What is required >> Can you rewrite the entries below with every "For the benchmark" changed to "For the evaluation" and nothing else altered? Leave the pictures out of your answer.

◆ ◆ ◆ ◆ ◆ ◆ ◆

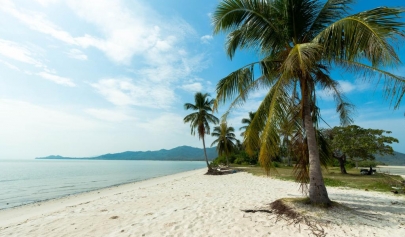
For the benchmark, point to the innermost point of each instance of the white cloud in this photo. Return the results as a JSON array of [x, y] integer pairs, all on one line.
[[46, 2], [9, 65], [19, 53], [206, 39], [109, 115], [77, 54], [193, 87], [345, 87], [57, 79], [124, 92], [37, 21]]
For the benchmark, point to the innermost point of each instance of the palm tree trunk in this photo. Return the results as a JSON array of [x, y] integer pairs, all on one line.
[[205, 153], [342, 161], [317, 189]]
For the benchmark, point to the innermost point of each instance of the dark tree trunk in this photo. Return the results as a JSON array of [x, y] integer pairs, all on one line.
[[317, 189], [205, 153], [342, 162]]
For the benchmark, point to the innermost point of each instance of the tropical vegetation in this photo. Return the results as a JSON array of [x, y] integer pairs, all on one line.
[[358, 144], [298, 42], [225, 140], [200, 119]]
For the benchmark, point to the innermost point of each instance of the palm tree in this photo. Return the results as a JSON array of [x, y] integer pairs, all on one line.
[[247, 122], [299, 41], [201, 118], [225, 141]]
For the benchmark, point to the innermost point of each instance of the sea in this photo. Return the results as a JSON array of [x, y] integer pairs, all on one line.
[[393, 170], [29, 181]]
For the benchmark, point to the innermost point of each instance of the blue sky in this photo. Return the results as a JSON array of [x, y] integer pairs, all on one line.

◆ ◆ ◆ ◆ ◆ ◆ ◆

Answer to this problem >>
For the evaluation, point to the innermost point of each instance of the white cloud in this photo. Return the results as a JSON array of [x, y] integer pairs, all on one line.
[[46, 2], [9, 65], [19, 53], [206, 39], [109, 115], [77, 54], [193, 87], [345, 87], [57, 79], [124, 92], [37, 21]]
For the evaluation, point to the innermost point of each instance of the palm tree trunk in this photo. Return the results as a JSON array of [x, y] integer pairs, all on one line.
[[205, 153], [342, 161], [317, 189]]
For the evaluation, point to the innermost point of each instance of the dark tree trunk in this photo. Return the results as a JSON array of [x, y] integer pairs, all on one line.
[[317, 189], [205, 153], [342, 162]]
For the evaluation, point to the innermost point of each instance of the tropical vegetation in this photo. Return the results as a JSON array of [x, y] integer pairs, all on one line.
[[358, 144], [298, 42], [225, 140], [200, 119]]
For the evaluation, point to the innermost point of each instance of the palm tree in this photo. Return the results as a JSON array of [x, y] integer pairs, all on one line.
[[247, 122], [299, 41], [201, 118], [225, 141]]
For the evaluation, point to the innermost point of each instance of the sea in this photo. Return the results as a JSON array of [x, y] integer pairs, all on one line.
[[393, 170], [29, 181]]
For the evaluation, point to the innermost point of each instance of the blue sky in this photo. Return the results as a JSON array of [x, y] integer pairs, all on one line.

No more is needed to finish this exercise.